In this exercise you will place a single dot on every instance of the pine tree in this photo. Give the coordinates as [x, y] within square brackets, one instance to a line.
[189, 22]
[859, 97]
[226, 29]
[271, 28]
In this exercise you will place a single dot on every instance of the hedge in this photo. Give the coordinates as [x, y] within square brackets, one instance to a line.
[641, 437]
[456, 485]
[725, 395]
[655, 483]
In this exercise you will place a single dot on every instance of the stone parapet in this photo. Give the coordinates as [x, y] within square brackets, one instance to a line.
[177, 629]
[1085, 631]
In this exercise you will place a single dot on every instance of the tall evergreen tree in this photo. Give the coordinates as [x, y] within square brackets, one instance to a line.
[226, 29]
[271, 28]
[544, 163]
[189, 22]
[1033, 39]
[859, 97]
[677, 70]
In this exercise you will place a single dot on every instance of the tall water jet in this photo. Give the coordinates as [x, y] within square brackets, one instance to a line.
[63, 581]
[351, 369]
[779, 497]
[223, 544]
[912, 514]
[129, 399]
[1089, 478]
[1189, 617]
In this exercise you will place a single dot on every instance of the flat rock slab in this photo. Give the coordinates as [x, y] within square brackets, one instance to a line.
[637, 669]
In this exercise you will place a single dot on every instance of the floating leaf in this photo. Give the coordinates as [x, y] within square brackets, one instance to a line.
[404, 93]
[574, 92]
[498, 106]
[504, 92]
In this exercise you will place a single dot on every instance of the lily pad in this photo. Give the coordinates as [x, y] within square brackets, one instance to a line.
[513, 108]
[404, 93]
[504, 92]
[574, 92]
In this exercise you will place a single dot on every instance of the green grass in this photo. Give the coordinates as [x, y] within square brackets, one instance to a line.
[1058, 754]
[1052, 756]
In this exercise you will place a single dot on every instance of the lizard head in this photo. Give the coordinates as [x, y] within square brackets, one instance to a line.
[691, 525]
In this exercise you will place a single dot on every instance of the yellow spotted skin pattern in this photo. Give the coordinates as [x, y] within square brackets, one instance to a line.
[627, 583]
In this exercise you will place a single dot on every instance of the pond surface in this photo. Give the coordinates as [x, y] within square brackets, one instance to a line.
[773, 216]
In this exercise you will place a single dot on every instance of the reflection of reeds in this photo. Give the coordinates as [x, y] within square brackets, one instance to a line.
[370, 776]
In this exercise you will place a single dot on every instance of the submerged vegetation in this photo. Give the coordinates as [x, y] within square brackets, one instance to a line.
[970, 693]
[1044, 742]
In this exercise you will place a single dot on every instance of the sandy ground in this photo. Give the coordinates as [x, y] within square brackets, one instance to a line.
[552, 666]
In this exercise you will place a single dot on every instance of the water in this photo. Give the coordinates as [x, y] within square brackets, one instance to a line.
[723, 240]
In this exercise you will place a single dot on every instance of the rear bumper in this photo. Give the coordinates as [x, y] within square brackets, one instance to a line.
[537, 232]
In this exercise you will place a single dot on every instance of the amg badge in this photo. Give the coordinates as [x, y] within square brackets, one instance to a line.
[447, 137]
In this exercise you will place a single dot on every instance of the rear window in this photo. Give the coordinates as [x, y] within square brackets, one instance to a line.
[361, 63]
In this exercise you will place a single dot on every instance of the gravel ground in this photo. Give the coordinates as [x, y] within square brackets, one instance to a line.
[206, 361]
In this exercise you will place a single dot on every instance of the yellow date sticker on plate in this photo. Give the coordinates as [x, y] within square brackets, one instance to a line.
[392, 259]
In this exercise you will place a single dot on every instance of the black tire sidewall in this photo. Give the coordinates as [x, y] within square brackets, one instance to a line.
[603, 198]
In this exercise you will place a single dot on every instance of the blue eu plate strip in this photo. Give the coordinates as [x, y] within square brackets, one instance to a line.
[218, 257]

—————

__Written task__
Put each line of the data above into a JSON list of strings, one string per line, and leave out any blank lines.

__Exercise result__
[
  "In this exercise you will place a single dot on every instance of the pine tree in this photo. Give the coordinates as [x, y] within square brackets, one instance to a line.",
  "[189, 22]",
  "[859, 97]",
  "[226, 29]",
  "[271, 28]",
  "In this exercise you will place a single dot on every instance of the hedge in this photo. Give the coordinates as [x, y] within square brackets, one instance to a line.",
  "[641, 437]",
  "[456, 485]",
  "[725, 395]",
  "[655, 483]",
  "In this exercise you will place a single dot on every instance of the stone parapet in this photo. Give the coordinates as [x, y] within square brackets, one instance to a line.",
  "[177, 629]",
  "[1085, 631]",
  "In this exercise you will place a single dot on every instance of the tall evergreen tree in this photo. Give the coordinates as [x, y] within square brackets, one instance to a line.",
  "[226, 29]",
  "[271, 28]",
  "[544, 163]",
  "[189, 22]",
  "[1033, 39]",
  "[859, 97]",
  "[677, 70]",
  "In this exercise you will place a single dot on every instance of the tall water jet in this photo. Give the coordinates as [x, y] within square brackets, one instance to a line.",
  "[63, 581]",
  "[351, 369]",
  "[779, 497]",
  "[223, 544]",
  "[912, 514]",
  "[129, 399]",
  "[1089, 478]",
  "[1189, 617]",
  "In this exercise you will place a single dot on every instance of the flat rock slab in this photo. Give the coordinates as [x, y] within square brackets, one instance to a line.",
  "[637, 669]",
  "In this exercise you will place a single dot on every instance of the floating leaf in this photo. Give the coordinates as [x, y] within square brackets, one instance to a line.",
  "[404, 93]",
  "[574, 92]",
  "[498, 106]",
  "[504, 92]",
  "In this exercise you will place a single dot on every instance of the lily pad in this photo. Give the coordinates as [x, y] within square brackets, one instance to a line.",
  "[513, 108]",
  "[404, 93]",
  "[504, 92]",
  "[574, 92]",
  "In this exercise you will place a single dot on every instance of the green grass in this photo. Give the coordinates as [x, y] within square brackets, one instance to a line.",
  "[1058, 754]",
  "[1052, 756]",
  "In this exercise you will place a single dot on every instance of the lizard head in this photo. Give the coordinates as [x, y] within square brackets, one instance to a line.",
  "[691, 525]",
  "In this exercise you will place a single dot on every instance of the yellow spotted skin pattern in this photo. Give the coordinates as [x, y] within square brackets, one instance to a line.",
  "[627, 583]",
  "In this exercise you will place a single dot on every instance of the pond surface in this photo. Give the coordinates as [x, y] within square brackets, one instance to a line.",
  "[773, 216]",
  "In this exercise you will place a single dot on every instance of the reflection of reeds in this photo. Give the coordinates as [x, y] within square brackets, one instance to a line.",
  "[370, 776]",
  "In this exercise you will place a single dot on every instance of the submerged vegetation in this photo. Give the coordinates as [x, y] within square brackets, one instance to a line.",
  "[970, 693]",
  "[1044, 742]",
  "In this exercise you will place a single dot on every instance of the sandy ground in this photo. Give the coordinates as [x, y] within square brackets, one instance to a line.",
  "[552, 666]",
  "In this exercise you will place a single dot on every instance of the water in this photo. Give the coordinates as [x, y] within square brackets, one instance to a line.",
  "[723, 240]",
  "In this exercise you will place a single dot on every instance of the rear bumper in this photo. Give the coordinates as [x, y] within square brackets, one instance to a line.",
  "[537, 232]",
  "In this exercise you will place a single dot on every instance of the amg badge in this photo. Give the coordinates as [x, y] within square brackets, one instance to a line.",
  "[447, 137]",
  "In this exercise you will place a single dot on every instance of the rear window in this photo. Give the coordinates as [x, y] within square brackets, one instance to a line.",
  "[361, 63]",
  "In this exercise you will place a single dot on every instance of the gravel ground in this photo. Give the coordinates as [x, y] within square brackets, one instance to a line.",
  "[206, 361]",
  "In this exercise you will place a single dot on every instance of the yellow date sticker on plate in this photo. Give the coordinates as [x, y] within square brackets, one instance to a line.",
  "[392, 259]",
  "In this exercise you will place a single dot on every instance of the black tire sidewall in this photo. Give the coordinates as [x, y] within square brackets, one instance to a line.",
  "[603, 198]",
  "In this exercise you will place a single dot on every instance of the blue eu plate strip in this photo. Give the coordinates as [x, y] within square brackets, one instance to a line.",
  "[218, 257]"
]